◆ BRANO ESTRATTO ◆
* * * * *

# Disagiante



## Crocodile28

Salve, stavo parlando con un mio amico e ad un certo punto ho detto: <<Sono in una posizione disagiante>>. Mi chiedevo se fosse corretto dire disagiante (nel senso di '' mettere a disagio''), perché mi suona un po' strano.


----------



## Paulfromitaly

Crocodile28 said:


> <<Sono in una posizione disagiante>>


Hai cercato "disagiante" sul dizionario? L'hai trovato? 
Quindi una posizione "disagiante" è una posizione che "mette a disagio"? Quindi TU metti a disagio l'altra persona?


----------



## Crocodile28

Paulfromitaly said:


> Hai cercato "disagiante" sul dizionario? L'hai trovato?
> Quindi una posizione "disagiante" è una posizione che "mette a disagio"? Quindi TU metti a disagio l'altra persona?


Disagiante è il participio presente di disagiare. Disagiante nel senso che mette a disagio me.


----------



## Paulfromitaly

Crocodile28 said:


> Disagiante nel senso che mette a disagio me.


O, in italiano, " sono a disagio"..


----------



## Crocodile28

Paulfromitaly said:


> O, in italiano, " sono a disagio"..


Non volevo dire quello. Io mi riferisco a qualcosa che è disagiante come, ad esempio, una situazione o una posizione. Disagiante esiste nel vocabolario comunque.


----------



## Paulfromitaly

Crocodile28 said:


> Disagiante nel senso che mette a disagio me.


L'hai detto tu, non io.


Crocodile28 said:


> Disagiante esiste nel vocabolario comunque.


Quale "vocabolario"? (immagino tu intenda dire _dizionario_)


----------



## Crocodile28

Si, intendevo dizionario. Io sto chiedendo se dire << posizione disagiante>> sia corretto o meno, non modi alternativi per esprimere lo stesso concetto, tutto qui.


----------



## Paulfromitaly

Ci diresti in quale dizionario hai trovato la definizione di  "disagiante"?


----------



## Crocodile28

Paulfromitaly said:


> Ci diresti in quale dizionario hai trovato la definizione di  "disagiante"?


'Disagiante' in se non l'ho trovato, ma ''disagiare'' si e, come ho detto prima, il participio presente di disagiare è disagiante. Molti participi presenti vengono usati come aggettivo: ammiccare - ammiccante, pensare - pensante. Ho fatto questo ragionamento anche per '' disagiante''.


----------



## Giuseppe Romanazzi

Crocodile28 said:


> mi suona un po' strano


Mi sa che suona a tutti un po' strano perché il verbo "disagiare" non è proprio tra quelli usati tutti i giorni  .

* * * * *

◆ CONSEGNE ◆
(a) Risponda alle seguenti domande sulla discussione relativa a "disagiante":
(i) Secondo Crocodile28, di quale verbo "disagiante" è il participio presente?
(ii) Quali coppie di verbo e participio presente cita Crocodile28 come esempi di participi usati come aggettivi?
(iii) Secondo Giuseppe Romanazzi, per quale motivo "disagiante" suona a tutti un po' strano?
(b) Riporti fedelmente il passo della discussione su "disagiante" compreso tra "Salve, stavo parlando" e "un po' strano.", estremi inclusi.

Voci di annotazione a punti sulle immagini
* * * * *

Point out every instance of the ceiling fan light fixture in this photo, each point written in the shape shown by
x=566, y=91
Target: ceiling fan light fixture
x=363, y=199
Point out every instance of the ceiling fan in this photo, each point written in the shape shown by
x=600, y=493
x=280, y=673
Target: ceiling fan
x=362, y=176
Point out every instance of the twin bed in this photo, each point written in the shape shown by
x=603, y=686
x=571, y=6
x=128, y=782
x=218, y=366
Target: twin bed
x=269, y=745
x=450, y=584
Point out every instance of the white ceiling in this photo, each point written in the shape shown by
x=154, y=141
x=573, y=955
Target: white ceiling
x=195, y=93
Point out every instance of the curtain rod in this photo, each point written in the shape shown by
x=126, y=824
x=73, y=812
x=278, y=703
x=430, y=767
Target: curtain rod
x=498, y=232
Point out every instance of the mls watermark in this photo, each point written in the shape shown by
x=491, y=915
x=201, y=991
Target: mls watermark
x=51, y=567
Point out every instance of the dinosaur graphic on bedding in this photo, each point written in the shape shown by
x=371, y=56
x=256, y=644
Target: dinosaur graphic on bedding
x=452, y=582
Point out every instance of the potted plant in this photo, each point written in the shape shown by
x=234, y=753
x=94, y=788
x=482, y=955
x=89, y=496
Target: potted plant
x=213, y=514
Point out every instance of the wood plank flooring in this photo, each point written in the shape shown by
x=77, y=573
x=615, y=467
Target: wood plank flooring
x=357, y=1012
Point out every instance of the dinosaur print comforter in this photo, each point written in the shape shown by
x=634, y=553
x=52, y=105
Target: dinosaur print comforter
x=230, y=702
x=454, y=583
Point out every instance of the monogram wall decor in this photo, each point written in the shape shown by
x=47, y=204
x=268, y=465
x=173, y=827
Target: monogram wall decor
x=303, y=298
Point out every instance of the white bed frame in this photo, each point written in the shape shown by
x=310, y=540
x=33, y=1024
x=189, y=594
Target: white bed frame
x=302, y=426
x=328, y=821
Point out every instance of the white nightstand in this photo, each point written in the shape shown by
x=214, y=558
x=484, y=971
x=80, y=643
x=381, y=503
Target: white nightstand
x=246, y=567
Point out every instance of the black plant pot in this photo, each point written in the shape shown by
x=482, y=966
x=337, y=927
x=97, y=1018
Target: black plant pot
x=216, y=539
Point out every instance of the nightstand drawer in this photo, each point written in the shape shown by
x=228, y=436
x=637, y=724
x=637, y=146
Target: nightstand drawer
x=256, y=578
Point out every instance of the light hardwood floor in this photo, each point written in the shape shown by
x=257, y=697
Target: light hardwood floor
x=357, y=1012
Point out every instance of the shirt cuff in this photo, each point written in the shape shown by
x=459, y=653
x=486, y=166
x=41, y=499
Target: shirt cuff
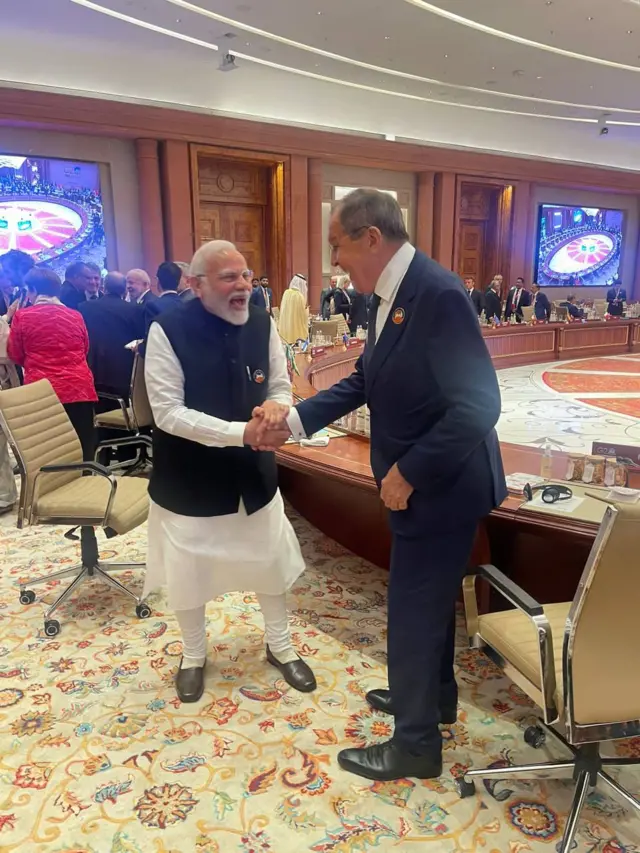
x=235, y=434
x=295, y=425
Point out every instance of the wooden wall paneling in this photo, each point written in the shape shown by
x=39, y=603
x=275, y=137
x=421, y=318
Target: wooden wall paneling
x=150, y=204
x=424, y=212
x=53, y=111
x=299, y=224
x=176, y=198
x=521, y=237
x=444, y=218
x=314, y=201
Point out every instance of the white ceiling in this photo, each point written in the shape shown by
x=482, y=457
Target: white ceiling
x=529, y=77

* * * * *

◆ SOLUZIONI DEGLI ESERCIZI ◆
(a)
(i) Del verbo "disagiare".
(ii) Ammiccare - ammiccante e pensare - pensante.
(iii) Perché il verbo "disagiare" non è proprio tra quelli usati tutti i giorni.

(b)
Salve, stavo parlando con un mio amico e ad un certo punto ho detto: <<Sono in una posizione disagiante>>. Mi chiedevo se fosse corretto dire disagiante (nel senso di '' mettere a disagio''), perché mi suona un po' strano.